Can you copy out the data exactly? Leave the images out.

SUPPLIED DATA
▼

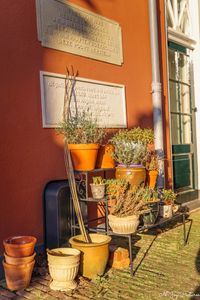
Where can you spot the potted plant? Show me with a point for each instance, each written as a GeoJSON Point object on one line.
{"type": "Point", "coordinates": [98, 187]}
{"type": "Point", "coordinates": [151, 163]}
{"type": "Point", "coordinates": [105, 157]}
{"type": "Point", "coordinates": [63, 266]}
{"type": "Point", "coordinates": [129, 153]}
{"type": "Point", "coordinates": [151, 206]}
{"type": "Point", "coordinates": [114, 186]}
{"type": "Point", "coordinates": [124, 215]}
{"type": "Point", "coordinates": [83, 137]}
{"type": "Point", "coordinates": [167, 197]}
{"type": "Point", "coordinates": [145, 135]}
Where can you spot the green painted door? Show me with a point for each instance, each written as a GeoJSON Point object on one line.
{"type": "Point", "coordinates": [182, 123]}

▲

WRITTEN ANSWER
Where can you spot the potted plant? Show me with a point for each instance, each written as a GeoJSON Point object on one line.
{"type": "Point", "coordinates": [98, 187]}
{"type": "Point", "coordinates": [151, 163]}
{"type": "Point", "coordinates": [105, 157]}
{"type": "Point", "coordinates": [63, 266]}
{"type": "Point", "coordinates": [129, 153]}
{"type": "Point", "coordinates": [151, 206]}
{"type": "Point", "coordinates": [114, 186]}
{"type": "Point", "coordinates": [124, 215]}
{"type": "Point", "coordinates": [83, 137]}
{"type": "Point", "coordinates": [167, 197]}
{"type": "Point", "coordinates": [145, 135]}
Where can you spot the green painted door? Show me with a point for each instance, each written as a GeoJSON Point object on one line.
{"type": "Point", "coordinates": [182, 123]}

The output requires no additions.